---------- Excerpted passage ----------

A still from ‘Spider-Man: Across the Spider-Verse’

A still from ‘Spider-Man: Across the Spider-Verse’
| Photo Credit:
Sony Pictures Animation

The list doesn’t end there. When the Academy infamously snubbed Naoko Yamada’s animated masterpiece A Silent Voice (2016) in favour of Boss Baby (2017), it sparked some strong criticism from animation enthusiasts. A Silent Voice was a coming-of-age, harrowing tale of a high school boy and his attempts to make amends to a deaf girl he bullied back in elementary school. It explores dark themes such as bullying, suicide, mental health, and social anxiety, with visuals that are irresistibly beautiful and immensely well-crafted. Alas, it didn’t mesh with the Academy’s standard of a commercialised mainstream American studio animation.

A messier future awaits

The 2026 Best Animation Picture nominations are watched with bated breath, the big contenders being Arco, Elio, K-Pop Demon Hunters, Little Amélie or the Character of Rain, and Zootopia 2. The riskier entries like Scarlet, Chainsaw Man– The Movie: Reze Arc, and Demon Slayer: Kimetsu No Yaiba Infinity Castle (2025) were swept to the side.

The deafening absence of the Chinese juggernaut Ne Zha 2 (which grossed over $2.24 billion in 2025 but wasn’t submitted) also paints a bleak picture of the Academy’s future, where the silo stays hampered by geopolitical hurdles.

A still from ‘Ne Zha 2’

A still from ‘Ne Zha 2’
| Photo Credit:
Beijing Enlight Picture

If the Oscars are to remain a relevant authority on the “best” in cinema, it should cross the very deliberate and self-imposed challenge of segregating the Animated feature category as a “ghettoed, kids-only toons”. The industry is already moving towards darker tones, experimental aesthetics sprinkled with unique and mature storytelling. The fact that Chainsaw Man outperformed a family film like Elio clearly indicates that the audience has evolved, while the Academy seems to be still stuck in its outdated, rigid frameworks. They continue to judge films based on an insular perspective that doesn’t take into account the preferences of global film aficionados.

---------- Given data ----------

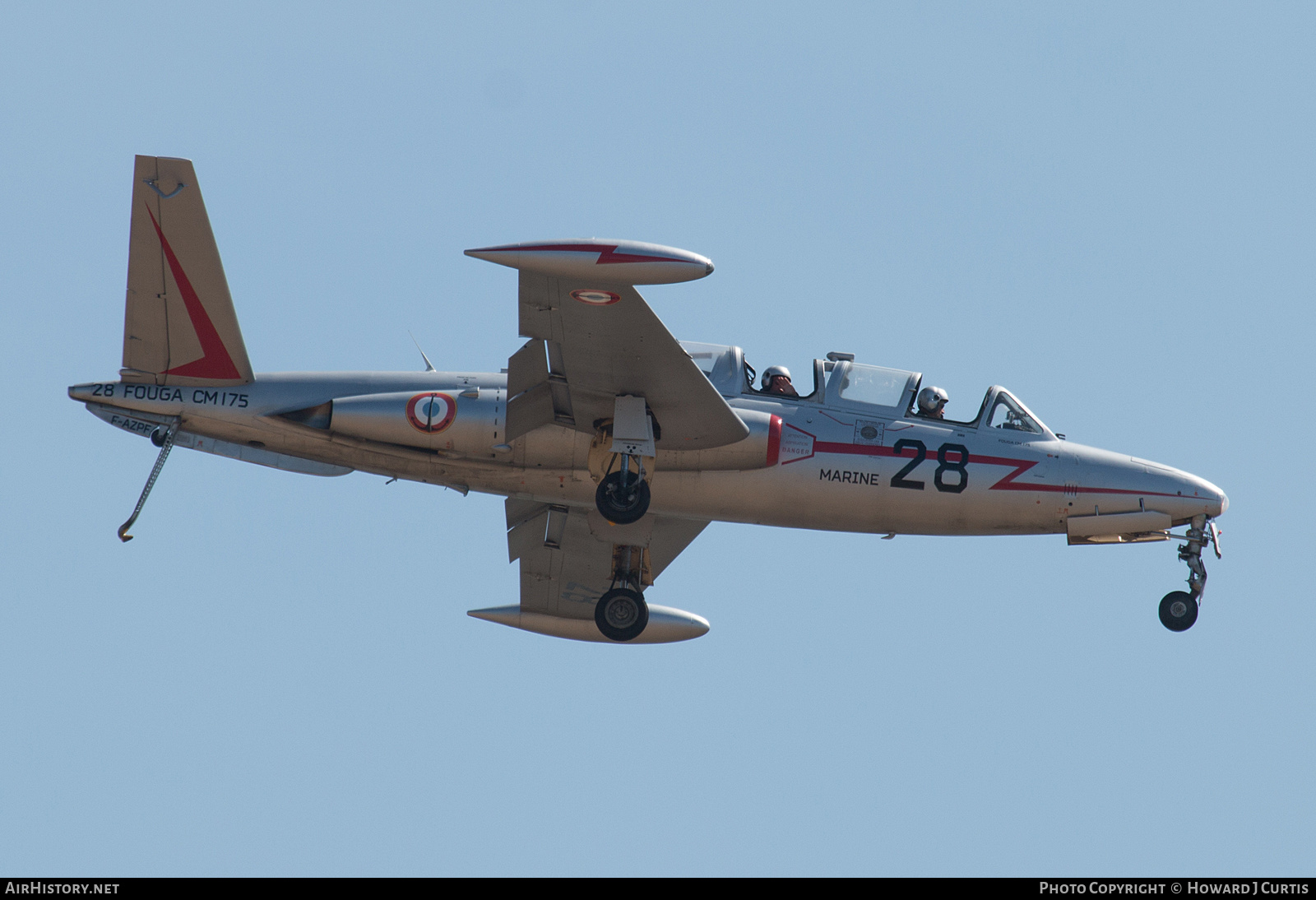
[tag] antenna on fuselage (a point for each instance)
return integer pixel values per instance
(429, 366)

----------
---------- Given data ----------

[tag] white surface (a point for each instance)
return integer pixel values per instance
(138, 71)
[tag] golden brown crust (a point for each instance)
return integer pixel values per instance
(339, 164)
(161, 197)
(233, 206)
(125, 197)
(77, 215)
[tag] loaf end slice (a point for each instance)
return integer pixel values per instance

----------

From the article on the Oscars and animated films, list every film it names as a big contender for the 2026 Best Animation Picture nominations.

Arco
Elio
K-Pop Demon Hunters
Little Amélie or the Character of Rain
Zootopia 2